= DOCUMENT EXTRACT =

Before Beijing significantly relaxed its “zero-COVID” policy on Dec. 7 amid public frustration, even those with no or mild symptoms had been subject to quarantine at designated facilities.

The major policy change and subsequent increase in the number of infections in the country have triggered confusion with cold drugs and antigen test kits sold out and fever-ridden patients flocking to hospitals.

The cities of Chongqing in the southwest and Wuhu in southeastern China have issued notices that workers of the ruling Communist Party, government agencies and private companies can commute to their workplace if needed, as long as their COVID symptoms are mild or asymptomatic.

The city of Beijing has said it is not necessary to present a negative certificate when returning to work after contracting the virus and recuperating at home. Zhejiang Province in eastern China has also reportedly allowed workers with no symptoms to return to work.

Chinese media said some medical institutions have called on staff with no symptoms to come to work amid the heavy strain on the nation’s health care system.

The radical turnaround in the COVID policy has drawn criticism that the government was ill-prepared before easing the restrictions.

However, a senior Communist Party official expressed optimism over the country’s economic outlook, saying on Saturday that the policy change “may cause disruptions to the economy in the short-term, but from the perspective of a whole year outlook, it is a boon,” according to state media.

Han Wenxiu, executive deputy director of the office of the Central Committee for Financial and Economic Affairs, said that the return to normalcy will pick up pace in the first half of 2023, especially in the second quarter, with increasing economic vitality unleashed, according to Chinese media.

= DATA RECORDS =
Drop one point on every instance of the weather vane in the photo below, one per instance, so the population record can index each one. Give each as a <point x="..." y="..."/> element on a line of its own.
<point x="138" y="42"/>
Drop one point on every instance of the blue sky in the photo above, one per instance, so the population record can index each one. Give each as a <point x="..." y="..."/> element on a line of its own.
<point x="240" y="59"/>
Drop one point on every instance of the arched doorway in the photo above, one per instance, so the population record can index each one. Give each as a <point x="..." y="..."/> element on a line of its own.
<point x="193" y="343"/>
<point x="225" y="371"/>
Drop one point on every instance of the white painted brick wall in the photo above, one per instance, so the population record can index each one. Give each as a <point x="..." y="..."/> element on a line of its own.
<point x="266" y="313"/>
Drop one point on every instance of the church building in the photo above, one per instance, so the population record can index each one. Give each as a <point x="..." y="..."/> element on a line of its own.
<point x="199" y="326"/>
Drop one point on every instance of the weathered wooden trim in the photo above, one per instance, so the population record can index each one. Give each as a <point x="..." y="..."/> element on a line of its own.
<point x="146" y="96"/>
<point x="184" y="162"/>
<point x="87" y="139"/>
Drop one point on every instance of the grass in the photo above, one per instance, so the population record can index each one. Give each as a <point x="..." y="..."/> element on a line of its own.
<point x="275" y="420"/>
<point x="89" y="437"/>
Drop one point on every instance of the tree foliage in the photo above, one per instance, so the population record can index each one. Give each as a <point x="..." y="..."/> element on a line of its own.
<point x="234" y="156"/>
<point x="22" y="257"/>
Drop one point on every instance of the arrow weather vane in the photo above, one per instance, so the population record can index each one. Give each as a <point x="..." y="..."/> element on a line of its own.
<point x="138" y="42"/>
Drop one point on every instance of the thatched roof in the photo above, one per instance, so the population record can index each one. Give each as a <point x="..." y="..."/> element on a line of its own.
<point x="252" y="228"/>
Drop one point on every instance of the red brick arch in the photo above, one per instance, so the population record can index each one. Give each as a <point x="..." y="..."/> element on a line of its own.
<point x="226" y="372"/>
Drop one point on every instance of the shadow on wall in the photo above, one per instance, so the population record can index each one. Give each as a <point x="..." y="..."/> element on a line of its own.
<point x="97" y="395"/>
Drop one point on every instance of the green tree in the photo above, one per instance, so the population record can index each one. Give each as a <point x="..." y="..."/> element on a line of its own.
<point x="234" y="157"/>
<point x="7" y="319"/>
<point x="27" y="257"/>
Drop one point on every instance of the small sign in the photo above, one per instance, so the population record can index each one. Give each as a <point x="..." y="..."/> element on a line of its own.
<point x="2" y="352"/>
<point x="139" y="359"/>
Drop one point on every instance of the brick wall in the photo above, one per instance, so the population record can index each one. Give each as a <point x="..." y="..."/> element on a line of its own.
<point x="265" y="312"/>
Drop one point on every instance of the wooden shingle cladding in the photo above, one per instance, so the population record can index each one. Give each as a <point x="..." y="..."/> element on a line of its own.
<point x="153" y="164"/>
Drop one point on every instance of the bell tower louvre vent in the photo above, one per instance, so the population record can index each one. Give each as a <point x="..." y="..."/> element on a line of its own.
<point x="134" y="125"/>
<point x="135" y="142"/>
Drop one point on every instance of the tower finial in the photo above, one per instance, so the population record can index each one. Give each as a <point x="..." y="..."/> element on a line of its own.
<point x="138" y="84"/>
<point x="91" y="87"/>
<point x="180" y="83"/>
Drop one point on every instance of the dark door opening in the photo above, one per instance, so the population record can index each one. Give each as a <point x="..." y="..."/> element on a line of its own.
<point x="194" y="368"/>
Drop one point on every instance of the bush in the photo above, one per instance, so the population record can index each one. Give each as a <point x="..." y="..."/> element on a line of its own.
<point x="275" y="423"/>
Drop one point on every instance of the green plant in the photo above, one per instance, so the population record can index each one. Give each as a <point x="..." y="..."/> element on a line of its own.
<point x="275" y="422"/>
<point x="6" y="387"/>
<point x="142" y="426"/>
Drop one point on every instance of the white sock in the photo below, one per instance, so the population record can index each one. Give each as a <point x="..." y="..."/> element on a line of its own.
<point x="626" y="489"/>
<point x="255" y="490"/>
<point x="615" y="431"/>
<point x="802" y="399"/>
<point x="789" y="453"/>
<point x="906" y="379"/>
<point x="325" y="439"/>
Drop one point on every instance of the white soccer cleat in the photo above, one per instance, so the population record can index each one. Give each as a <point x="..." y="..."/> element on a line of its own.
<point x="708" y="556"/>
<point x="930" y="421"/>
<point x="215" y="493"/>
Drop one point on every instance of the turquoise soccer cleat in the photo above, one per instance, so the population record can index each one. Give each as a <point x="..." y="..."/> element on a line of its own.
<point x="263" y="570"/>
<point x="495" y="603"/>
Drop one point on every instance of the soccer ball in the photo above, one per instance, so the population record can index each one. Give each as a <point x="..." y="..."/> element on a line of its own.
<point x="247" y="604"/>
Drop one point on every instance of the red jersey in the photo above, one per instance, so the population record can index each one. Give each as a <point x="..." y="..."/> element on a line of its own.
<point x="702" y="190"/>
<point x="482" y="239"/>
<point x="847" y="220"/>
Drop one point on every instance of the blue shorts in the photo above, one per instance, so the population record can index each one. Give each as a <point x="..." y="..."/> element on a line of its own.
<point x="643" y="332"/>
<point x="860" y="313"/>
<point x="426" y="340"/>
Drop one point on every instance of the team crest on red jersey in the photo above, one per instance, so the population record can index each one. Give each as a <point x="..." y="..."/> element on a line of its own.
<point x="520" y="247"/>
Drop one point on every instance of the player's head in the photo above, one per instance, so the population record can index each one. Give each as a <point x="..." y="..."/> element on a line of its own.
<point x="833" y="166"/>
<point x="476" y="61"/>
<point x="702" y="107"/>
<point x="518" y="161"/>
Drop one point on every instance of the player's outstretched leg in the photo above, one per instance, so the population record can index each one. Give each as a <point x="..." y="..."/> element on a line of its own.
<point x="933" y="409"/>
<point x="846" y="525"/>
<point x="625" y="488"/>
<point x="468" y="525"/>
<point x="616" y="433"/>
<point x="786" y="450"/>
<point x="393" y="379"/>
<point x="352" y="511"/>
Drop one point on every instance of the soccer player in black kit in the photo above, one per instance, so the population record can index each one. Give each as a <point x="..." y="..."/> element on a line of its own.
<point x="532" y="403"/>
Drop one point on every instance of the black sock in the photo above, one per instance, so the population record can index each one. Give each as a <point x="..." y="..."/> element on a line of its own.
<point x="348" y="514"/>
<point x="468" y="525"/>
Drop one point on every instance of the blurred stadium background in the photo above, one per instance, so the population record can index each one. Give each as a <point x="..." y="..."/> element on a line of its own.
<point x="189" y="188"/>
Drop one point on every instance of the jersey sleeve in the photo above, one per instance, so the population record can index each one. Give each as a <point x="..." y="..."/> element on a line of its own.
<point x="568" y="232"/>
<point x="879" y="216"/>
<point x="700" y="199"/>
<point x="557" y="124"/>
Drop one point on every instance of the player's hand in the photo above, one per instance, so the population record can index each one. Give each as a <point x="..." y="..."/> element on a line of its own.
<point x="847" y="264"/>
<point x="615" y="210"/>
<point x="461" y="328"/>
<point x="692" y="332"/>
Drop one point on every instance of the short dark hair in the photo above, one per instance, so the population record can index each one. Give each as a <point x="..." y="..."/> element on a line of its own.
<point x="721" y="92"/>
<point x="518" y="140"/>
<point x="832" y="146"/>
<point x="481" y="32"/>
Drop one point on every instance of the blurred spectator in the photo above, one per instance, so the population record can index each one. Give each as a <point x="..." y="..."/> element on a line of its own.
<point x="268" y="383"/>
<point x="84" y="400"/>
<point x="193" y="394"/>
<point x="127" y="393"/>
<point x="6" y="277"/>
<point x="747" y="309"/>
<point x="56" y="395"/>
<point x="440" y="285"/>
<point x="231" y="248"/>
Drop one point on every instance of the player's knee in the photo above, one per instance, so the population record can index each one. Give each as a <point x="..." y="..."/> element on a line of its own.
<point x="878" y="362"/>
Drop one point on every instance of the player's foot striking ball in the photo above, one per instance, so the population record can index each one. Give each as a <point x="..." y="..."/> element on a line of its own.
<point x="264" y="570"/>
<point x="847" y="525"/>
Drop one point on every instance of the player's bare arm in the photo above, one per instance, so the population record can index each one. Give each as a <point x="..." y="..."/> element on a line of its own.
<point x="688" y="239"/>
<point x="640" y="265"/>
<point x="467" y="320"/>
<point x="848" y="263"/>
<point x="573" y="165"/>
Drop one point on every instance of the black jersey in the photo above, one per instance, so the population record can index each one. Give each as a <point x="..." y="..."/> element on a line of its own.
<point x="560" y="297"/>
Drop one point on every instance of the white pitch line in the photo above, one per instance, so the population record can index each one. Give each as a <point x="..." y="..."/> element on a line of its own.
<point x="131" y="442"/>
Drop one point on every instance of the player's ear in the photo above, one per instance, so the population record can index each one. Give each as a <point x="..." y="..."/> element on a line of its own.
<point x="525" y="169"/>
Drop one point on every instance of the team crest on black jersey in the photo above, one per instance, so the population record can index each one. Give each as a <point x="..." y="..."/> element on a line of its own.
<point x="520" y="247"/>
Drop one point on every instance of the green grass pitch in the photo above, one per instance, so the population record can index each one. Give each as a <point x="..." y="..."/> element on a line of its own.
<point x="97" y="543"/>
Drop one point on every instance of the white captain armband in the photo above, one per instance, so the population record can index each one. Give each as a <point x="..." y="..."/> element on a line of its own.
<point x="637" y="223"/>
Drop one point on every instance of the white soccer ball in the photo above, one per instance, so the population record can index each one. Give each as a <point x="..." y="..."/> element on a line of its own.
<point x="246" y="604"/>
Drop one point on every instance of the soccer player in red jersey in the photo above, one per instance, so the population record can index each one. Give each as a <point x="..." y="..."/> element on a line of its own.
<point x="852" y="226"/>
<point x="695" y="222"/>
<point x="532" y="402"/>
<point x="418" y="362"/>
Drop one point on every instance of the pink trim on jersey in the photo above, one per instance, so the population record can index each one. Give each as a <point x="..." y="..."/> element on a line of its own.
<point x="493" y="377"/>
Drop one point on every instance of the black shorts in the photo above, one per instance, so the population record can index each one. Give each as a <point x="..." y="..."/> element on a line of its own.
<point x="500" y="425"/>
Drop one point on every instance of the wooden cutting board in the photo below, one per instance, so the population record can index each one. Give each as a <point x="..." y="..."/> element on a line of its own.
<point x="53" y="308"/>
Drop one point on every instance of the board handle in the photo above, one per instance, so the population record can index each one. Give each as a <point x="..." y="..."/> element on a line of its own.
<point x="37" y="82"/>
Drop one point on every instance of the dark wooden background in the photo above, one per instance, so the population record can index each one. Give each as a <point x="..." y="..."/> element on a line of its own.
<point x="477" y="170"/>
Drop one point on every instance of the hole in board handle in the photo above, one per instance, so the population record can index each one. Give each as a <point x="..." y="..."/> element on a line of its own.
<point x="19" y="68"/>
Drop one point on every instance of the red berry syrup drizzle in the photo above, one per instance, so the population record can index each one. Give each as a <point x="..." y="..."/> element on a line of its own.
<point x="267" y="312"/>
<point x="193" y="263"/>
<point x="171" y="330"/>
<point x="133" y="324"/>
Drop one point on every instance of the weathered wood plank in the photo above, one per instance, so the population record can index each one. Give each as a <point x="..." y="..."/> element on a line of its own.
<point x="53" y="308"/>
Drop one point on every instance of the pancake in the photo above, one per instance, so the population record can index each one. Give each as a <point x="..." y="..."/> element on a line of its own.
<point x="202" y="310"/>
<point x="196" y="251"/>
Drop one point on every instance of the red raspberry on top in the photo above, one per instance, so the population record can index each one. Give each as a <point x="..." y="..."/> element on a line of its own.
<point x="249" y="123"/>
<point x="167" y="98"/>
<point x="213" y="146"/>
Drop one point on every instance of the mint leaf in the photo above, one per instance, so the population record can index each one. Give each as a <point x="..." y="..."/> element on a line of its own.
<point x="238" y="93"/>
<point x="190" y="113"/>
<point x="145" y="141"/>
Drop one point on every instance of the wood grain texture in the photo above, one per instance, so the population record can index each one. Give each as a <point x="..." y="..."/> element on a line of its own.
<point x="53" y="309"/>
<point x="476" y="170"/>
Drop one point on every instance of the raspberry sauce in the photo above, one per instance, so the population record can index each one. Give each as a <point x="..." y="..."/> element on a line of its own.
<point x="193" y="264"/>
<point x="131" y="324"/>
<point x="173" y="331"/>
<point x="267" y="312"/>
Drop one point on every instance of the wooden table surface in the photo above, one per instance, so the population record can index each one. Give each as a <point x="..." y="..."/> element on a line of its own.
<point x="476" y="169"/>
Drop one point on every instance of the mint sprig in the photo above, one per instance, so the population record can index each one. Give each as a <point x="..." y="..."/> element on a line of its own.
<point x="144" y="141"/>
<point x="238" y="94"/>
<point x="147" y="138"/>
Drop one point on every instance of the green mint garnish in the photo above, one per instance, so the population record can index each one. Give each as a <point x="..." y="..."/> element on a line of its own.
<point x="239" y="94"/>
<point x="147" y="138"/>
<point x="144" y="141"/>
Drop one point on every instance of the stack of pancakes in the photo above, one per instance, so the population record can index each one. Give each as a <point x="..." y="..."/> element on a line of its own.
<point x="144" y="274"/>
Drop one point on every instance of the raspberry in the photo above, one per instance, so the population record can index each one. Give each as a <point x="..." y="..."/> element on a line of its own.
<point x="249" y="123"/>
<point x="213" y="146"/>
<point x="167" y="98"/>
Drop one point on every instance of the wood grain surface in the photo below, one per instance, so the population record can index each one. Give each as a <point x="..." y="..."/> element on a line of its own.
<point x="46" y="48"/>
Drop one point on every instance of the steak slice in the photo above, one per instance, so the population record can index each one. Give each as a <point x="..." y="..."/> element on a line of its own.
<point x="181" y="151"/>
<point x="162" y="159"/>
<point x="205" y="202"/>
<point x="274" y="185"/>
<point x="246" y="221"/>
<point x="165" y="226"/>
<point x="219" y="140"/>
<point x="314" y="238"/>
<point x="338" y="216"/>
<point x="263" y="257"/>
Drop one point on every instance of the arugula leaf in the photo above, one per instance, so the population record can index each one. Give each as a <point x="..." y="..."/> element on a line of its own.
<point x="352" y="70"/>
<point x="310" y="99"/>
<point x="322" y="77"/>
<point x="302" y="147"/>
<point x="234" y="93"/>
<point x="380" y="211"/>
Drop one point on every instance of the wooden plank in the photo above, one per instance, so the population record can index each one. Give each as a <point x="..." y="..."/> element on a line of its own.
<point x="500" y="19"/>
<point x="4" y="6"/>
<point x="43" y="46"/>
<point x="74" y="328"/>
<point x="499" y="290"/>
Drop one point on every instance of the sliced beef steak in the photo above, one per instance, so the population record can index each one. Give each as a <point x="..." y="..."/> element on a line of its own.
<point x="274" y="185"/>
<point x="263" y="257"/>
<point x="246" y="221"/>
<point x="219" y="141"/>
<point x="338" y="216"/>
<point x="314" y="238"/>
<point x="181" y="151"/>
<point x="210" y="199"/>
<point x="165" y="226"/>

= TASKS AND EXERCISES =
1. From the article on China's COVID policy, copy the passage between "The city of" and "to state media.", inclusive.
2. Turn the paragraph of the article on China's COVID policy beginning "The city of Beijing has said" into a short list that keeps its main facts.

= PER-TASK ANSWERS =
1.
The city of Beijing has said it is not necessary to present a negative certificate when returning to work after contracting the virus and recuperating at home. Zhejiang Province in eastern China has also reportedly allowed workers with no symptoms to return to work.

Chinese media said some medical institutions have called on staff with no symptoms to come to work amid the heavy strain on the nation’s health care system.

The radical turnaround in the COVID policy has drawn criticism that the government was ill-prepared before easing the restrictions.

However, a senior Communist Party official expressed optimism over the country’s economic outlook, saying on Saturday that the policy change “may cause disruptions to the economy in the short-term, but from the perspective of a whole year outlook, it is a boon,” according to state media.

2.
- Beijing: workers who caught the virus and recovered at home need no negative certificate to return to work.
- Zhejiang Province: workers with no symptoms have reportedly been allowed back to work.